| Problem |
Scan the entries for lines with the word "dryer", then copy those lines.

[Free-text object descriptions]
================================

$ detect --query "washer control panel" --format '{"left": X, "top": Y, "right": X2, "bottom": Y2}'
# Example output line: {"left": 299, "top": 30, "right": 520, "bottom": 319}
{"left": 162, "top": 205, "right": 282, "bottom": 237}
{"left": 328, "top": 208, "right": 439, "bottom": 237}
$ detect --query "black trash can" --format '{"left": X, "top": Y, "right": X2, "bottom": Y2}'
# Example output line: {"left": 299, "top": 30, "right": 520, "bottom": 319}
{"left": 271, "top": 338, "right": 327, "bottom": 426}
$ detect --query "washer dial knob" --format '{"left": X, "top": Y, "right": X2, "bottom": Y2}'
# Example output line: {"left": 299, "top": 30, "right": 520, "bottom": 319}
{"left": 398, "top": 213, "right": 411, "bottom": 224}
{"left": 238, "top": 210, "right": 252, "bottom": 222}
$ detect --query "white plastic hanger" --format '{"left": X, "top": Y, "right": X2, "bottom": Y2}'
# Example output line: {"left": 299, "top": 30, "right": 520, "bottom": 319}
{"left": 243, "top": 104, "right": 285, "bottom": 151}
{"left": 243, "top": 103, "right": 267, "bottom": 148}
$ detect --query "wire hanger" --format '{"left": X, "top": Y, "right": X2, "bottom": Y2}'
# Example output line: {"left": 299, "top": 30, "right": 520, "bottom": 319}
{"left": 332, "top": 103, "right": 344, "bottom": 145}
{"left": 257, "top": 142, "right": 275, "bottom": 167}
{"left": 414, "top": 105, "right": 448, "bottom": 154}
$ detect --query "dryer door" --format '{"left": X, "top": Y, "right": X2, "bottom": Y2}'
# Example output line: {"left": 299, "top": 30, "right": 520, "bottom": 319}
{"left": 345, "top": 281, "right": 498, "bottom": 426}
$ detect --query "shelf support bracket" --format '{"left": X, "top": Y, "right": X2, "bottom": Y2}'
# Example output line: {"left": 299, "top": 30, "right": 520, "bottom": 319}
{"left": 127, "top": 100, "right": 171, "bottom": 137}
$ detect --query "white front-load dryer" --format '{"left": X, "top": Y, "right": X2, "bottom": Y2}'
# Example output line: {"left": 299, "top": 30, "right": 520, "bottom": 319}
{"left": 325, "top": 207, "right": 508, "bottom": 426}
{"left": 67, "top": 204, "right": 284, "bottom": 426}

================================

| Final answer |
$ detect --query "dryer door" --format '{"left": X, "top": Y, "right": X2, "bottom": Y2}'
$ detect --query "white front-load dryer" --format '{"left": X, "top": Y, "right": X2, "bottom": Y2}'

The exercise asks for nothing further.